▸ GECITEERDE TEKST
================================

Een tweede aspect: pauliana voorbehouden aan curator?
Een andere interessante vraag, die de Hoge Raad helaas niet (volledig) beantwoordt, houdt verband met art. 49 Fw. Ingevolge dit artikel is het instellen van paulianavorderingen ex art. 42-48 Fw voorbehouden aan de curator. De Hoge Raad verwoordt het aldus, dat op grond van art. 49 Fw in faillissement uitsluitend de curator bevoegd is om, namens de gezamenlijke schuldeisers, een rechtsvordering uit pauliana in te stellen. De curator en Rabobank hadden betoogd dat Vesteda om die reden niet ontvankelijk was in haar paulianavordering ex art. 3:45 BW. De Hoge Raad laat echter expliciet ruimte voor een andere benadering. Hij wijst erop dat de curator heeft aangevoerd akkoord te kunnen gaan met voortzetting van de procedure tussen Vesteda en Rabobank voor zover de boedel daardoor niet wordt geschaad. Hoewel hij voor de beoordeling of in die omstandigheden processuele gevolgen moeten worden verbonden aan art. 49 Fw verwijst naar het verwijzingshof, impliceert de Hoge Raad hiermee dat dergelijke omstandigheden een uitzondering op de exclusieve bevoegdheid van de curator ex art. 49 Fw kunnen rechtvaardigen.
Tot slot
Als partijen verder procederen, zal het verwijzingshof zich moeten buigen over de vraag of een verplichting tot zekerheidsstelling naar haar aard ondeelbaar of deelbaar is. Dat is immers het enige relevante criterium, zo blijkt uit deze uitspraak. Een prestatie is naar haar aard deelbaar indien door het splitsen van de prestatie haar wezen niet wordt aangetast, zoals bij de betaling van een geldsom of de levering van een soortzaak, aldus Overes (GS Rechtspersonen, art. 2:334t BW, aant. 4). Over de vraag hoe een verplichting tot zekerheidsstelling in een groepsfinancieringsovereenkomst in dat kader moet worden gezien, kan nog een behoorlijke discussie worden gevoerd.

================================

▸ OPDRACHT A
Wie is volgens de Hoge Raad, zoals de geciteerde tekst het weergeeft, op grond van art. 49 Fw in faillissement uitsluitend bevoegd om een rechtsvordering uit pauliana in te stellen?
De tekst en de records hebben niets met elkaar te maken.

================================

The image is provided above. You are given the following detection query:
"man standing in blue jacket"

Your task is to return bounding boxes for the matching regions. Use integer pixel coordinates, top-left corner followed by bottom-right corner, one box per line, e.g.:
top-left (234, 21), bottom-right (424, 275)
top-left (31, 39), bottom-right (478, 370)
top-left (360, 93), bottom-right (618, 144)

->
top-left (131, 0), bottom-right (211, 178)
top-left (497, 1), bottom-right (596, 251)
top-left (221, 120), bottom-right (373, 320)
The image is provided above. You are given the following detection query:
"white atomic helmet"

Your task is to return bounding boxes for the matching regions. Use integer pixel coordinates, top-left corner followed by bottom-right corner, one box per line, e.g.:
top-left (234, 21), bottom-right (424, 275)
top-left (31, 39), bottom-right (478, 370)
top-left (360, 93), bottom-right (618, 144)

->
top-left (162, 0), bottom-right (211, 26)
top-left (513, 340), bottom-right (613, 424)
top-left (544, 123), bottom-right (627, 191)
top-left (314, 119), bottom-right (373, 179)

================================

▸ OPDRACHT B
Herschrijf alle regels uit de aangeleverde records als een Markdown-tabel met de kolommen Nr en Regel. Lege regels laat je weg.

▸ DEFINITIEF ANTWOORD A
De curator, namens de gezamenlijke schuldeisers.

▸ DEFINITIEF ANTWOORD B
| Nr | Regel |
|---|---|
| 1 | The image is provided above. You are given the following detection query: |
| 2 | "man standing in blue jacket" |
| 3 | Your task is to return bounding boxes for the matching regions. Use integer pixel coordinates, top-left corner followed by bottom-right corner, one box per line, e.g.: |
| 4 | top-left (234, 21), bottom-right (424, 275) |
| 5 | top-left (31, 39), bottom-right (478, 370) |
| 6 | top-left (360, 93), bottom-right (618, 144) |
| 7 | -> |
| 8 | top-left (131, 0), bottom-right (211, 178) |
| 9 | top-left (497, 1), bottom-right (596, 251) |
| 10 | top-left (221, 120), bottom-right (373, 320) |
| 11 | The image is provided above. You are given the following detection query: |
| 12 | "white atomic helmet" |
| 13 | Your task is to return bounding boxes for the matching regions. Use integer pixel coordinates, top-left corner followed by bottom-right corner, one box per line, e.g.: |
| 14 | top-left (234, 21), bottom-right (424, 275) |
| 15 | top-left (31, 39), bottom-right (478, 370) |
| 16 | top-left (360, 93), bottom-right (618, 144) |
| 17 | -> |
| 18 | top-left (162, 0), bottom-right (211, 26) |
| 19 | top-left (513, 340), bottom-right (613, 424) |
| 20 | top-left (544, 123), bottom-right (627, 191) |
| 21 | top-left (314, 119), bottom-right (373, 179) |